#### RECORDS SUPPLIED
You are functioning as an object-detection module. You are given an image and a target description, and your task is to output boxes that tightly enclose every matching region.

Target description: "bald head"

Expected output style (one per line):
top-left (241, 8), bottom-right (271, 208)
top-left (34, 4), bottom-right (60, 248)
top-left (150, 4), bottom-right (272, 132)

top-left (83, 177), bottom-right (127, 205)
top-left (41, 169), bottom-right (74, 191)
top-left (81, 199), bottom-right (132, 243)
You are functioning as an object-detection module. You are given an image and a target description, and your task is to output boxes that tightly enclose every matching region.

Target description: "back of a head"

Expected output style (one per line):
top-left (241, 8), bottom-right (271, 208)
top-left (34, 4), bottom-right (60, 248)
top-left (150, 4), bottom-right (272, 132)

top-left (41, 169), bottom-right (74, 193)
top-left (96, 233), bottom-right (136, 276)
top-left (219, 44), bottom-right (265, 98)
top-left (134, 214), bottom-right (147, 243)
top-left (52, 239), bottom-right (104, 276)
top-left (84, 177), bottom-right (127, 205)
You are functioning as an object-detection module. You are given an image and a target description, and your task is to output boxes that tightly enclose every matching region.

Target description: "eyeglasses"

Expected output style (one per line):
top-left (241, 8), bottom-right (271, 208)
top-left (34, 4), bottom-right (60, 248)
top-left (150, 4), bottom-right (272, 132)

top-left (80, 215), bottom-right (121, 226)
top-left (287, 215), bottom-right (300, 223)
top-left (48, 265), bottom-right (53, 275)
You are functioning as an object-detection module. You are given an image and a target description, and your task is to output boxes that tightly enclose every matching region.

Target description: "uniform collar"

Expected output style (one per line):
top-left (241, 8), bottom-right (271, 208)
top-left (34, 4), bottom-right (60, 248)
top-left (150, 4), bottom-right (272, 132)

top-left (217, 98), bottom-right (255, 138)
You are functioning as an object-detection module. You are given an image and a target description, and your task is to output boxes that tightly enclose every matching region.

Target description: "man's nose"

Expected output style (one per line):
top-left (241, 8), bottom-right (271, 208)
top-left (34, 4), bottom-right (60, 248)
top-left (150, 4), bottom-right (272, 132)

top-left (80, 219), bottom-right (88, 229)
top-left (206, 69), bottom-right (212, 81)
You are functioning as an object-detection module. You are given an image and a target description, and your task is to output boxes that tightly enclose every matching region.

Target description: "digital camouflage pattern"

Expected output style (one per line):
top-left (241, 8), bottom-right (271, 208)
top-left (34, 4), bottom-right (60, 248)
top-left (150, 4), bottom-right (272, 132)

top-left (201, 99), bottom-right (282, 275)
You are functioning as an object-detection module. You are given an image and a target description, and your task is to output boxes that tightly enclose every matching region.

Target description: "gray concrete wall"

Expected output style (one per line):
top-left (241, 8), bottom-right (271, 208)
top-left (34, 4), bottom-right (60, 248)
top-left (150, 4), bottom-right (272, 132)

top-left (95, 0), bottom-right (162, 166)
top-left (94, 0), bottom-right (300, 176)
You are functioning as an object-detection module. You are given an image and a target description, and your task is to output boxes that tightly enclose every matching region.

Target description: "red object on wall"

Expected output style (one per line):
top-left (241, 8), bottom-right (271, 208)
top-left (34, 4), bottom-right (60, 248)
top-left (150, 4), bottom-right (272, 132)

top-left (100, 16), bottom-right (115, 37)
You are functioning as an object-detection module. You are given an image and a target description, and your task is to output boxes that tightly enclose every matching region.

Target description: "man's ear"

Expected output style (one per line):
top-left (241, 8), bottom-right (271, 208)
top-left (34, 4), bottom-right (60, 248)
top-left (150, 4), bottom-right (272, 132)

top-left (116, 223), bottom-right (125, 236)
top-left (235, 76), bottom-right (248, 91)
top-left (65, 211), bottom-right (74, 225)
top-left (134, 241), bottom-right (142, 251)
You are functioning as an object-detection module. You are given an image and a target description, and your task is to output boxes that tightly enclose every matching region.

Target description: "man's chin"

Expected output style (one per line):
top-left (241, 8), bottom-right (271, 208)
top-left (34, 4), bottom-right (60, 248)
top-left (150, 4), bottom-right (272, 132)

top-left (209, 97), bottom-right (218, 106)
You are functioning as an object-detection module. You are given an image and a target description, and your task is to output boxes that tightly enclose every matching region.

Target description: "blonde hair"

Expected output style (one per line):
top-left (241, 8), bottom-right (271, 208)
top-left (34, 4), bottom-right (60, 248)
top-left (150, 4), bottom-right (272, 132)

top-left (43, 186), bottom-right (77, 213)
########
#### RECORDS SUPPLIED
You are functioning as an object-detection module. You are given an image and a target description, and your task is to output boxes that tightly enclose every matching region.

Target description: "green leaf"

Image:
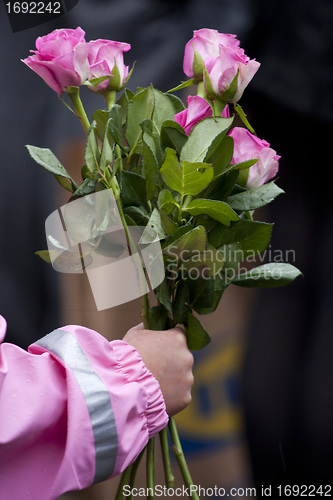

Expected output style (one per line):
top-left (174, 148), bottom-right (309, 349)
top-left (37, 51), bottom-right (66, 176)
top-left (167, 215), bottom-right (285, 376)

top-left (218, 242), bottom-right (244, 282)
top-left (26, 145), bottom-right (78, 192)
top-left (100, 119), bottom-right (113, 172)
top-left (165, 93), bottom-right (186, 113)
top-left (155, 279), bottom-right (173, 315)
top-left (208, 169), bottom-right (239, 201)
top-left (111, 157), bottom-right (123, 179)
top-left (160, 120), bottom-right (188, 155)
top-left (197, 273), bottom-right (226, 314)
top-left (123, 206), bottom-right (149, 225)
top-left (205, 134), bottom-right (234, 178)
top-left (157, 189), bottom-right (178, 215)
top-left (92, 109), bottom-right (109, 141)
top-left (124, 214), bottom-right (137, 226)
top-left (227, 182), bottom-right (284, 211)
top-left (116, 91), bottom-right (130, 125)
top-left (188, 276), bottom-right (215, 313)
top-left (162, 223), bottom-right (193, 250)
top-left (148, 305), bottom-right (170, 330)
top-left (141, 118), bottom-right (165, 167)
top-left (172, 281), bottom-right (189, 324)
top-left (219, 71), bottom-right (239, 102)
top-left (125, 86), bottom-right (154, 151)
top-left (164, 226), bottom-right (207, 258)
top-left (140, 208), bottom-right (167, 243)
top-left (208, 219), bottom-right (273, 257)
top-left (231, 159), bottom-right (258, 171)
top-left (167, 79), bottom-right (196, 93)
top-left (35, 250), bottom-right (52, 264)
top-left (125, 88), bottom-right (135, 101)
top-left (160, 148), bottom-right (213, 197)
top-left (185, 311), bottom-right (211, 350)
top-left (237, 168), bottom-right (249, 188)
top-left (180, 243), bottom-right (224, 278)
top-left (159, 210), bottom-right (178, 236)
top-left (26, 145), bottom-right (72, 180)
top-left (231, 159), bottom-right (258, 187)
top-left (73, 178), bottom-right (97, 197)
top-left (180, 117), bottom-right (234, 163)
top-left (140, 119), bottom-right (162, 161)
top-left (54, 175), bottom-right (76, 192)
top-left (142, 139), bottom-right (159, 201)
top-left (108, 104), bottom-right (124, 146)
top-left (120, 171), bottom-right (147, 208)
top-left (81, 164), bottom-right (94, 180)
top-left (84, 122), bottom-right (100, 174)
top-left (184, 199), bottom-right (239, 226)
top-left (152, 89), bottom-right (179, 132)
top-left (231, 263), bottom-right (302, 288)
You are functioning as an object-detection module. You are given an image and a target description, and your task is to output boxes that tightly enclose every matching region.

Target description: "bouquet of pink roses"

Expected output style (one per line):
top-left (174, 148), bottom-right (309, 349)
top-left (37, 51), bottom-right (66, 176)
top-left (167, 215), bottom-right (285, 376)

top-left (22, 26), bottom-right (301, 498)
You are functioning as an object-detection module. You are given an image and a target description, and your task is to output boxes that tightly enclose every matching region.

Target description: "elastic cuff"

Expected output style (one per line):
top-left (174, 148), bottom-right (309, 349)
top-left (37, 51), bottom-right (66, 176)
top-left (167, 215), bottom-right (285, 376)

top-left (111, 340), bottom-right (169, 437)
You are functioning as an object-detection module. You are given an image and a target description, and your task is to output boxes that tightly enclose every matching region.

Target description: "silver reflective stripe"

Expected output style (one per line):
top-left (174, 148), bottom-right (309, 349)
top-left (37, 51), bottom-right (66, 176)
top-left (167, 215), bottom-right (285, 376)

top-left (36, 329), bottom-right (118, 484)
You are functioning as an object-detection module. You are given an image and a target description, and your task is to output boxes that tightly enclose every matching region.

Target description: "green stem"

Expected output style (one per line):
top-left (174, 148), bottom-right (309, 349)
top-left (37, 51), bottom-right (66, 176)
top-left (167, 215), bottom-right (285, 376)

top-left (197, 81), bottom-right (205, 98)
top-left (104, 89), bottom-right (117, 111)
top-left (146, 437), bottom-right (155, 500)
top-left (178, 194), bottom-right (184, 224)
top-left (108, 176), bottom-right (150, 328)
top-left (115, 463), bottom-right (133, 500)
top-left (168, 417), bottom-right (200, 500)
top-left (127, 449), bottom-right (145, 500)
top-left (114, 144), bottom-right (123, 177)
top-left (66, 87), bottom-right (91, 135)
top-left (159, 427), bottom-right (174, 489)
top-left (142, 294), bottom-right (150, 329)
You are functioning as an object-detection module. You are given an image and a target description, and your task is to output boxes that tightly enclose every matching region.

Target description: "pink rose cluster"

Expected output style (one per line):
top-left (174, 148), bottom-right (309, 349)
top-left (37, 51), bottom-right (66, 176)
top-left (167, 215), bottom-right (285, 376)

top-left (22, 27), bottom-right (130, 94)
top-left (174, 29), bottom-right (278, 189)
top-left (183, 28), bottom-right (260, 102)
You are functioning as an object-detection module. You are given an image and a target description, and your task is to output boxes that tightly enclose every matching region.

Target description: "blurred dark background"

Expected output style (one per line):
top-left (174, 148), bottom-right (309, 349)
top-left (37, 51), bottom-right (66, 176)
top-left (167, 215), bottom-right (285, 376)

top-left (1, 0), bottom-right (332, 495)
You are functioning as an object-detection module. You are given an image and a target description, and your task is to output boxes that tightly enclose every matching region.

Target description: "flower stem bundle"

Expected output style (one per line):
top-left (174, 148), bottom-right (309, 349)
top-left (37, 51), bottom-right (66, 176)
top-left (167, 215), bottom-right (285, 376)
########
#### RECORDS SUPPLIED
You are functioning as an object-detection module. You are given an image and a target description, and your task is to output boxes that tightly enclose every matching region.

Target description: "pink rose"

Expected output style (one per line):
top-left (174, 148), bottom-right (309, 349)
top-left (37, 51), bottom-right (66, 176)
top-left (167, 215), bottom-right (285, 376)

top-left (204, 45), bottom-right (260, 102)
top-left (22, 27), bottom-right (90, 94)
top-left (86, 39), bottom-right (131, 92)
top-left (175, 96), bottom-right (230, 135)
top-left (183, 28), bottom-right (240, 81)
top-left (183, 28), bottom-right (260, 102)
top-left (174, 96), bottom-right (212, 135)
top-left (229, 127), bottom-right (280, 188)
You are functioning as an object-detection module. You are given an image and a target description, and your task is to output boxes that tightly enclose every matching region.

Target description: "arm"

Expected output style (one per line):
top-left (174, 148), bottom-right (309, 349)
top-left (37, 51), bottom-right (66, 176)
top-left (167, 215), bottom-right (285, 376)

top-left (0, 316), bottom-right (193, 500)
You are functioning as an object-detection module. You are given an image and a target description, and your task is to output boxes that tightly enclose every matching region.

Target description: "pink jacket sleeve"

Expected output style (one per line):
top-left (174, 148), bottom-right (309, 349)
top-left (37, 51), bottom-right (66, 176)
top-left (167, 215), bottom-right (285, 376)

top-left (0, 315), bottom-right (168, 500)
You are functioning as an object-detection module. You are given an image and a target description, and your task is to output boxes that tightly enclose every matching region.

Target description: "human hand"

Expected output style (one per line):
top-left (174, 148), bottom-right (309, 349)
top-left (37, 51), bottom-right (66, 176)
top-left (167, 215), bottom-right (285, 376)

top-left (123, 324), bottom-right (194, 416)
########
ASSIGNMENT: Scan the records for the string "wall" and show every line that contains it.

THE COMPLETED TASK:
Target description: "gray concrete wall"
Target description: "red object on wall"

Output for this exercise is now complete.